- **Exercise requirements**:
Copy exactly the lines from the one containing "Review step: verify that every instance of the window" through the last line of the records, both included, and nothing more.

- **Provided information**:
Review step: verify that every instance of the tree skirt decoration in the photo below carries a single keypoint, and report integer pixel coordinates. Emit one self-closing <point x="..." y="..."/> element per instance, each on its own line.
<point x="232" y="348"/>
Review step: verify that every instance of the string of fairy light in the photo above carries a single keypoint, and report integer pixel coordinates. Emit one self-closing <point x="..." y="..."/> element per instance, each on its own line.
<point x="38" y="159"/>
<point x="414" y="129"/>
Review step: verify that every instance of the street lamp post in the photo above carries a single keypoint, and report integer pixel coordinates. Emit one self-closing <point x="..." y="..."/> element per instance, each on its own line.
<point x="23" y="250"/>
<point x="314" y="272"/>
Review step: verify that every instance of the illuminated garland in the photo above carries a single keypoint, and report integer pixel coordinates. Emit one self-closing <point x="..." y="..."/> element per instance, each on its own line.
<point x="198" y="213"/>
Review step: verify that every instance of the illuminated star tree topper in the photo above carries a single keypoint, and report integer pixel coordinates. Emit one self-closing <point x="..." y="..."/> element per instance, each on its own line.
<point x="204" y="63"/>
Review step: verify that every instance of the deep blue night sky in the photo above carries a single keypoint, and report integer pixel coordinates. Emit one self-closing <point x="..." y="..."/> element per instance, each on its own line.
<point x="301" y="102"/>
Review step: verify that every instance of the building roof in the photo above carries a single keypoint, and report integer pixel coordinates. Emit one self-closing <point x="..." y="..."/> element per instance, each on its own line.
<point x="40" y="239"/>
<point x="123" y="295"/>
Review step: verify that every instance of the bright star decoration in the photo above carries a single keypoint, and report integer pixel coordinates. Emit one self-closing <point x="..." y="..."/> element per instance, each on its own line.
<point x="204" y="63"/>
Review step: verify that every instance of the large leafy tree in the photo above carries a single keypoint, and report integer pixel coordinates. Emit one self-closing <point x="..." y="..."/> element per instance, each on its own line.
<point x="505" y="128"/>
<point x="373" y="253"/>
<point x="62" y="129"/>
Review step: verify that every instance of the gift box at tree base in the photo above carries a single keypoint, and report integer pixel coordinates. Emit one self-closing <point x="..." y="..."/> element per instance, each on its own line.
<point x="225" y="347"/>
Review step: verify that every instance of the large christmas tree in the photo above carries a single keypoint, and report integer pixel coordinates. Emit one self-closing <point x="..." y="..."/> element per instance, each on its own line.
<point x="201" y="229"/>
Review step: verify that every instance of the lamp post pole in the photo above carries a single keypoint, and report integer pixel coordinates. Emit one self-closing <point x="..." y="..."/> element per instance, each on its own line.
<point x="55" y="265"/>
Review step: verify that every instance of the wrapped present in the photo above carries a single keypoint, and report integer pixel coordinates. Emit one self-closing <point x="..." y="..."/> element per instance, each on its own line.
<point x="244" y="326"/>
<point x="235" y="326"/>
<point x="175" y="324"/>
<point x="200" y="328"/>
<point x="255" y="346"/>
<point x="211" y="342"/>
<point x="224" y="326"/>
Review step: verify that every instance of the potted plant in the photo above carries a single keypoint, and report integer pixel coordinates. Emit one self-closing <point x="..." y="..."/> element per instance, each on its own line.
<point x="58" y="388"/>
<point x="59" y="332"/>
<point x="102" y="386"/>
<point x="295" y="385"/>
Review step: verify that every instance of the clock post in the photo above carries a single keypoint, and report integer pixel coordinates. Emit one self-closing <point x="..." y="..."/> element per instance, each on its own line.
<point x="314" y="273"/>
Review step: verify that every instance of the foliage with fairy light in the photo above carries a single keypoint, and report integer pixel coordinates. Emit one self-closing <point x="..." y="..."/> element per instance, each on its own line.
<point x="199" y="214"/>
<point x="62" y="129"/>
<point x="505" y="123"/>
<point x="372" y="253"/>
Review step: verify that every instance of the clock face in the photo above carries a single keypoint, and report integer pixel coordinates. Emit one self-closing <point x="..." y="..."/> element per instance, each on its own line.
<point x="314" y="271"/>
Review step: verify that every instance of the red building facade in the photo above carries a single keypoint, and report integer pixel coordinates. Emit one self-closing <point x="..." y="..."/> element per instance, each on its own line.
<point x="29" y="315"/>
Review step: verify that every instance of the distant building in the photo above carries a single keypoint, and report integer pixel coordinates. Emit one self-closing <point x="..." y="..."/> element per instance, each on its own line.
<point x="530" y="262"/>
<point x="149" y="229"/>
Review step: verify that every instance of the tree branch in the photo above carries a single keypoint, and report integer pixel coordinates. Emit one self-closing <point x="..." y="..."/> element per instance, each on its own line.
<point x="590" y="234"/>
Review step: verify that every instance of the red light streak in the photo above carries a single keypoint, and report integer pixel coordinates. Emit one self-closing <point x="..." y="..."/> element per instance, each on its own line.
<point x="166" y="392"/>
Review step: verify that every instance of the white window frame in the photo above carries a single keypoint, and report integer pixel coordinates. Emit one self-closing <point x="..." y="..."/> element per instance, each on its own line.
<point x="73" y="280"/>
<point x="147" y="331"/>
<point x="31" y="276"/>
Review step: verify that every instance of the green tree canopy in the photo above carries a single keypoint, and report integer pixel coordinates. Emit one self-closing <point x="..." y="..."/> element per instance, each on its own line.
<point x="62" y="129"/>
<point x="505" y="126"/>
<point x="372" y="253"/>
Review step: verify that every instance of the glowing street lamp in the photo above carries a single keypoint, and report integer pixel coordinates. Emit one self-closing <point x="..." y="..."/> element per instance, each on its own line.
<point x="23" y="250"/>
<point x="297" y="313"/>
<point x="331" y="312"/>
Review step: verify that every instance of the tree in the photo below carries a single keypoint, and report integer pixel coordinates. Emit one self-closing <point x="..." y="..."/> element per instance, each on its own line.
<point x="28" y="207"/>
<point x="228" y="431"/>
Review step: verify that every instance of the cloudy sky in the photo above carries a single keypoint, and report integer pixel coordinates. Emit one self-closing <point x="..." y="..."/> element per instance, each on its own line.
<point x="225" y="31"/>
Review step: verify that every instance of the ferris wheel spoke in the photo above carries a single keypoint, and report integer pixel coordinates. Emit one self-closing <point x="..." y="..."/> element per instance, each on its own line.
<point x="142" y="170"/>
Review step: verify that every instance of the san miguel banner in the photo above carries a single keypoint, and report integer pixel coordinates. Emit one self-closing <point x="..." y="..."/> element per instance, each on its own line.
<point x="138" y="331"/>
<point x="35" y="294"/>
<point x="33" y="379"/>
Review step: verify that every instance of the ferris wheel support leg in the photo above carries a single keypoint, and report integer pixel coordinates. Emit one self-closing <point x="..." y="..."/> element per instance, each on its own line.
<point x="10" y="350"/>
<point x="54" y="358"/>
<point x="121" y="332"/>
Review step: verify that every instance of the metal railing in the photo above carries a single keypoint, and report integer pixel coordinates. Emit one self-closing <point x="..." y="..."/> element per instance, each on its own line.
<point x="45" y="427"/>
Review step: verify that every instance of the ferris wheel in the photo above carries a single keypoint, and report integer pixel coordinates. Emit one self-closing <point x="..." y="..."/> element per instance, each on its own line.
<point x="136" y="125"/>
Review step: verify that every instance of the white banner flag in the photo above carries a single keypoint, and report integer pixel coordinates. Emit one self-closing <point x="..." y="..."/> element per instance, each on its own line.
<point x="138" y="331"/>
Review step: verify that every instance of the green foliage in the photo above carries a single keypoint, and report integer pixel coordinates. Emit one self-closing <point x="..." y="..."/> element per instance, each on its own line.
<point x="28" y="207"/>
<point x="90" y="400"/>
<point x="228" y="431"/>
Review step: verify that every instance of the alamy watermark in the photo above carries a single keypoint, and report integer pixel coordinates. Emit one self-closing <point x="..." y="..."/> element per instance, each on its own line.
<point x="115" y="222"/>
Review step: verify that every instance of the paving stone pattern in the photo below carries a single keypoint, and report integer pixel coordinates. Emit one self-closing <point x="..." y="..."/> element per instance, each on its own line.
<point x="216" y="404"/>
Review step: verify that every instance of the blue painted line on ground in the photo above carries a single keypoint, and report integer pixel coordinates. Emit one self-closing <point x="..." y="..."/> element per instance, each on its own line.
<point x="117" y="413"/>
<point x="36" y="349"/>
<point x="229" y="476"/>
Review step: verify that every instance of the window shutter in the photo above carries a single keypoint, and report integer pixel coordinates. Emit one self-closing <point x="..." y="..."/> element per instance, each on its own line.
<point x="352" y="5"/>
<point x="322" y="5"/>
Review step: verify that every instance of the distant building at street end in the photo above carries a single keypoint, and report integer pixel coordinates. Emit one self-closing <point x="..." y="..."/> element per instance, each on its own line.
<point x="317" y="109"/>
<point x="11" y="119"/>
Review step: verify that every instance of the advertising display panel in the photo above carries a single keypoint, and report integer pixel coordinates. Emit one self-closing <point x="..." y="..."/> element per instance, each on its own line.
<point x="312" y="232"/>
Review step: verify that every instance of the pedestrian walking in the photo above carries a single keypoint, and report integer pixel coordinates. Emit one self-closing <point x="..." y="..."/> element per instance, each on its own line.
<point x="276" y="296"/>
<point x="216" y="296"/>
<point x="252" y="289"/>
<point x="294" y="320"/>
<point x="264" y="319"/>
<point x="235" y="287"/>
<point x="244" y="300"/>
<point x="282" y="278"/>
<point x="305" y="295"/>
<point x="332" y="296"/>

- **Solution below**:
Review step: verify that every instance of the window shutter in the photo above carries a single keypoint, and report integer pixel coordinates. Emit one self-closing <point x="..." y="..."/> element per instance, each on its own line.
<point x="352" y="5"/>
<point x="322" y="5"/>
Review step: verify that every instance of the distant building at street end in the photo above carries a single keypoint, and report integer pixel coordinates. Emit one self-closing <point x="..." y="..."/> element per instance, each on its own line.
<point x="317" y="109"/>
<point x="11" y="119"/>
Review step: verify that every instance of the advertising display panel in the photo above carries a single keypoint, and report integer pixel coordinates. Emit one self-closing <point x="..." y="..."/> element per instance, each on its own line.
<point x="312" y="232"/>
Review step: verify that every instance of the pedestrian walking in the photo above carries a single keypoint, and report integer pixel coordinates. Emit one self-closing <point x="..." y="..."/> element per instance, each on its own line.
<point x="276" y="296"/>
<point x="216" y="296"/>
<point x="252" y="289"/>
<point x="294" y="320"/>
<point x="264" y="319"/>
<point x="235" y="287"/>
<point x="244" y="300"/>
<point x="282" y="278"/>
<point x="305" y="295"/>
<point x="332" y="296"/>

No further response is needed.